TASK ITEM:
Repeat every record below exactly, leaving out the pictures.

Source records:
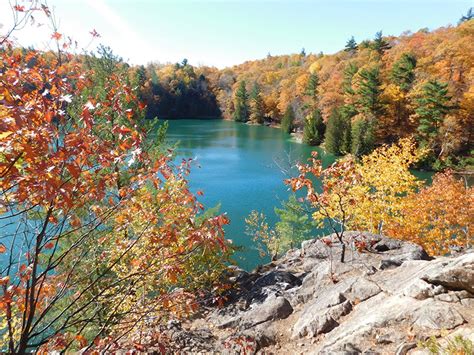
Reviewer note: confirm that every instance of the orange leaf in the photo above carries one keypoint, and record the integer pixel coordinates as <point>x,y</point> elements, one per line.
<point>57,36</point>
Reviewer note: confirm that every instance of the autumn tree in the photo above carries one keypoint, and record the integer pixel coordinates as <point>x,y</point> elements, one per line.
<point>90,195</point>
<point>241,107</point>
<point>468,16</point>
<point>351,46</point>
<point>438,217</point>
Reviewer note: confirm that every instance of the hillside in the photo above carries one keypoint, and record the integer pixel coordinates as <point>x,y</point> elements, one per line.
<point>377,91</point>
<point>389,299</point>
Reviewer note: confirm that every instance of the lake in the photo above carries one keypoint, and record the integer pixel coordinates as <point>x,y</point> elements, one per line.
<point>239,166</point>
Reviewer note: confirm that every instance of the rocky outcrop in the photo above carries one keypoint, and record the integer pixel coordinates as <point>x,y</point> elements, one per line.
<point>384,299</point>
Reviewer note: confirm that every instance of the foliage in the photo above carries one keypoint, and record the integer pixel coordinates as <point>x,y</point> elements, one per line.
<point>267,241</point>
<point>293,227</point>
<point>334,138</point>
<point>257,108</point>
<point>438,217</point>
<point>241,113</point>
<point>105,227</point>
<point>351,46</point>
<point>287,122</point>
<point>314,128</point>
<point>295,223</point>
<point>432,107</point>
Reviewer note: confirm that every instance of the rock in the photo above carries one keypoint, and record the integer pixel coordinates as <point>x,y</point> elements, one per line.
<point>321,316</point>
<point>437,315</point>
<point>362,290</point>
<point>403,348</point>
<point>458,274</point>
<point>278,277</point>
<point>273,308</point>
<point>421,290</point>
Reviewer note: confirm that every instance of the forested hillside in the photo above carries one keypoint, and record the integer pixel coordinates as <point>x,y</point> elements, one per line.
<point>369,93</point>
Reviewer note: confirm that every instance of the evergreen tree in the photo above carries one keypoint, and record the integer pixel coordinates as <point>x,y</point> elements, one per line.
<point>467,17</point>
<point>295,224</point>
<point>369,91</point>
<point>379,44</point>
<point>314,127</point>
<point>334,139</point>
<point>347,138</point>
<point>431,108</point>
<point>241,108</point>
<point>351,46</point>
<point>257,110</point>
<point>312,88</point>
<point>403,72</point>
<point>363,137</point>
<point>288,120</point>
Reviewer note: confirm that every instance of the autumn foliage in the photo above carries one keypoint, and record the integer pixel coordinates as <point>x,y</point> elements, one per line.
<point>379,194</point>
<point>100,232</point>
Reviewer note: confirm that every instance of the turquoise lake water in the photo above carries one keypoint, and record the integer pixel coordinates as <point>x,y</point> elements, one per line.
<point>240,167</point>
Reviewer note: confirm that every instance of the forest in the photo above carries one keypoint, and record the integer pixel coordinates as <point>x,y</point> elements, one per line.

EXPECTED ANSWER:
Reviewer note: confirm that every instance of the orange leaf in the photo above carries one keypoint, and record the integer pixel coordinates as <point>x,y</point> elements, one per line.
<point>57,36</point>
Reviewer note: confirm that every instance of the autumn tree in the photo above carries one keypoint, and record the integer pixel coordinates as <point>x,y</point> elements, one per line.
<point>90,195</point>
<point>241,107</point>
<point>468,16</point>
<point>351,46</point>
<point>438,217</point>
Reviewer note: confirm that every instance of the hillside in the photo above carries one keypoint, and record the integer pixel coordinates as <point>x,y</point> elements, one per line.
<point>377,91</point>
<point>389,299</point>
Reviewer note: confirm that every instance of the lake in the photo above carries one keypoint, and record the integer pixel coordinates as <point>x,y</point> elements, one per line.
<point>239,166</point>
Reviewer note: confirm that every instance of the rocky outcrop in the photo above carries one keypoint, and record the integer pixel coordinates as <point>x,y</point> elements, one per line.
<point>384,299</point>
Reviewer note: confirm that every instance of the foliage in the photo above carries one keypoint, and record the integer pixel coordinates as <point>x,y</point> elements, one per line.
<point>267,241</point>
<point>293,227</point>
<point>334,138</point>
<point>257,108</point>
<point>438,217</point>
<point>241,113</point>
<point>105,227</point>
<point>351,46</point>
<point>287,122</point>
<point>314,128</point>
<point>295,223</point>
<point>432,107</point>
Reviewer note: confirm that every instance of the rock in the photo above carries one keypoint, and record the integer pixel coordinates as <point>x,y</point> elements, one per line.
<point>321,316</point>
<point>437,315</point>
<point>362,290</point>
<point>403,348</point>
<point>458,274</point>
<point>278,277</point>
<point>273,308</point>
<point>421,290</point>
Reviewer note: confirm that every instance of the forested hillside in the photo above carries one keypoint, and record the integer pixel coordinates as <point>x,y</point> elements, one per line.
<point>369,93</point>
Reviewer note: confirm that every instance of the evergreen tree in the photo above carries one keypoint, and record the integer pixel coordinates as <point>x,y</point> elements, one per line.
<point>467,17</point>
<point>295,224</point>
<point>369,91</point>
<point>379,44</point>
<point>314,127</point>
<point>334,139</point>
<point>347,138</point>
<point>431,108</point>
<point>241,108</point>
<point>351,46</point>
<point>257,110</point>
<point>312,88</point>
<point>403,72</point>
<point>363,137</point>
<point>288,120</point>
Reviewer note: confirm that every instance of the autumn foliage in the photo above carries one keypoint, and record the integer pixel coordinates as <point>x,y</point> elements, one per line.
<point>379,194</point>
<point>100,232</point>
Reviewer note: confirm that every instance of the turquoise lake water in the photo above carries one keypoint, and record the integer pixel coordinates as <point>x,y</point> elements, one per line.
<point>240,167</point>
Reviewer note: confirm that every instance of the forest in the photo above carries one keypoint, and record the integer pixel coordinates as <point>x,y</point> elements, one per line.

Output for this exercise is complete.